◆ **READING TEXT**:
+ + +
Seton Hall psychology professor hosts podcast on diversity and inclusion

Seton Hall Psychology Professor Marianne Lloyd hosted a nine-part podcast series addressing the topics of racial and cultural diversity and inclusion in education for Psych Sessions podcast.

In the podcast, Lloyd, who has a Ph.D. in cognitive psychology and has been a professor at the University since 2006, and six guests offer advice to guide professors and instructors toward a more inclusive learning environment with the goal of defeating racism in the classroom.

The podcast discusses whether educators and education departments are conscious of cultural and racial differences in society and whether the content itself is inclusive of the experiences of all students according to her research and own personal experiences as a professor.

Diversity issues are addressed throughout the episodes, including the use of language, awareness of discrimination and a lack of focus on racism in education.

Lloyd teaches her listeners different ways they can be vulnerable and open to change in a much different world than they may be used to as she stated in a preview podcast promoting the series.

In the podcast, she suggests changes to syllabus construction with the goal of being a better mentor to the BIPOC populations. She proposes altering course content itself to be more inclusive, and overall, how to create an environment where all students are being reached and feel they belong.

Lloyd described her experience throughout the process as one of the most rewarding highlights of her professional career.

Although on sabbatical this semester, Lloyd says she has picked up many new skills and techniques, especially regarding the COVID-19 pandemic. She says she plans to apply these to her own classrooms in the spring and encourages her colleagues to do the same.
+ + +
◆ **MATERIAL SUPPLIED**:
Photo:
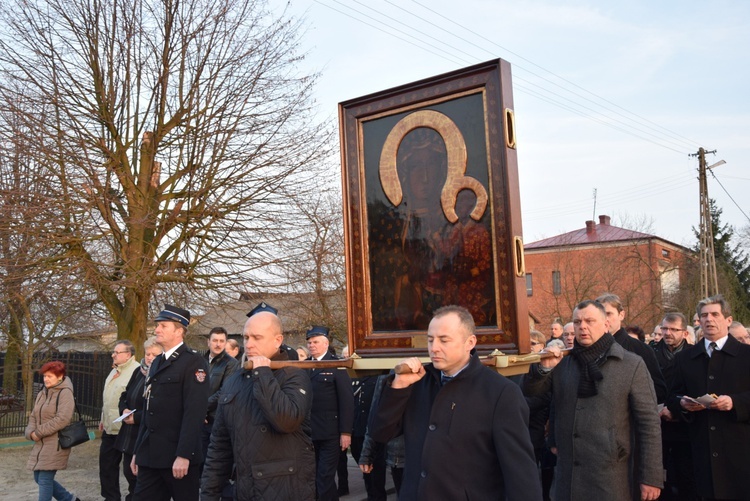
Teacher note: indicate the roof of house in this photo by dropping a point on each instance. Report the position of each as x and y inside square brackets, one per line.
[592, 233]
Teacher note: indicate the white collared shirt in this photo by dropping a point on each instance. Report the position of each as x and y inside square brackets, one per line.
[719, 343]
[168, 353]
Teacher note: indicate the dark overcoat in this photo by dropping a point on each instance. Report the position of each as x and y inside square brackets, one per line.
[131, 398]
[649, 358]
[220, 368]
[263, 427]
[720, 439]
[468, 439]
[593, 435]
[175, 407]
[333, 402]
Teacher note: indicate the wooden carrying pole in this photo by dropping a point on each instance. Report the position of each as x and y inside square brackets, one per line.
[399, 368]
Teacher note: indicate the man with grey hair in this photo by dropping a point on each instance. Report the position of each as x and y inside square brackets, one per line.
[465, 426]
[603, 402]
[123, 366]
[715, 371]
[615, 316]
[678, 461]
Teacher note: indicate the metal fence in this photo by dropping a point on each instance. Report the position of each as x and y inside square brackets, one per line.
[87, 371]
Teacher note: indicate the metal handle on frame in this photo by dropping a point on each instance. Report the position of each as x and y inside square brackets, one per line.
[510, 128]
[518, 258]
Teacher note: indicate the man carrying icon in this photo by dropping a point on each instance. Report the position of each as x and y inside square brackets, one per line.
[465, 426]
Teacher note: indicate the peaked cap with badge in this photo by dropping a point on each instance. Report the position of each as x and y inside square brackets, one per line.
[263, 306]
[317, 330]
[174, 314]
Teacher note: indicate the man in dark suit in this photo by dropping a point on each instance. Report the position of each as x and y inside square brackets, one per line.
[676, 450]
[332, 413]
[464, 425]
[168, 453]
[221, 366]
[615, 316]
[718, 366]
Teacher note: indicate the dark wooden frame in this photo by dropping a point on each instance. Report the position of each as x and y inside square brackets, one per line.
[491, 81]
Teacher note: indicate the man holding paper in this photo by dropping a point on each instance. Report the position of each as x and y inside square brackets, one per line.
[110, 457]
[720, 427]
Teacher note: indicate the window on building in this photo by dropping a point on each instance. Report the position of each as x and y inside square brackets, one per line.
[670, 282]
[556, 287]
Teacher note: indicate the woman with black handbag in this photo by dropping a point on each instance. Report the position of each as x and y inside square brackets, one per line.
[53, 411]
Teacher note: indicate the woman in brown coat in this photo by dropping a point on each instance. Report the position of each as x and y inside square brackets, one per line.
[52, 412]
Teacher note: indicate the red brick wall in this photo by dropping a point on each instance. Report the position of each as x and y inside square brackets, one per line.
[632, 270]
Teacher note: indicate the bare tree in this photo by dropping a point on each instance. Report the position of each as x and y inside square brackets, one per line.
[167, 129]
[39, 295]
[316, 274]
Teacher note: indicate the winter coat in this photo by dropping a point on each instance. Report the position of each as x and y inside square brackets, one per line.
[394, 449]
[131, 398]
[720, 439]
[113, 388]
[333, 402]
[468, 439]
[593, 435]
[50, 415]
[263, 426]
[175, 410]
[649, 358]
[220, 368]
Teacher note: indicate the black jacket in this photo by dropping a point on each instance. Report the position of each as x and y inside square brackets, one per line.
[333, 402]
[263, 427]
[468, 439]
[647, 354]
[219, 369]
[670, 430]
[720, 439]
[174, 413]
[131, 398]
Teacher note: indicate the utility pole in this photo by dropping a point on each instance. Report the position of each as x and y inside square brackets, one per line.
[709, 278]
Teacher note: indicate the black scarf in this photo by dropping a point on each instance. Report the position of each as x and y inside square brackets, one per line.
[590, 359]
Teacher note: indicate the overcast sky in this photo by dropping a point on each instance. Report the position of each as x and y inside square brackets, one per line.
[611, 96]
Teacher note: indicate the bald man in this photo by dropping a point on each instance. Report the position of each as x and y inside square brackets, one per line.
[263, 424]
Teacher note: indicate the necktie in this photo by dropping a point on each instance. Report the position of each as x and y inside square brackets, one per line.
[711, 348]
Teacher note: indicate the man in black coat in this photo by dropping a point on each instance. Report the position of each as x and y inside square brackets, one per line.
[332, 413]
[676, 450]
[168, 453]
[615, 316]
[718, 366]
[465, 426]
[263, 424]
[220, 367]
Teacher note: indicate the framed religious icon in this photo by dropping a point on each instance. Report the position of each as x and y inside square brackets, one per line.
[432, 211]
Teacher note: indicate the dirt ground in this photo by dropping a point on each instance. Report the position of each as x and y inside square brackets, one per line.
[81, 477]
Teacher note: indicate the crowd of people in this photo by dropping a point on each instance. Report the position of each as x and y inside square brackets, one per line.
[623, 416]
+ + +
Please list the diversity issues that the article on the diversity podcast says are addressed throughout the episodes.

- the use of language
- awareness of discrimination
- a lack of focus on racism in education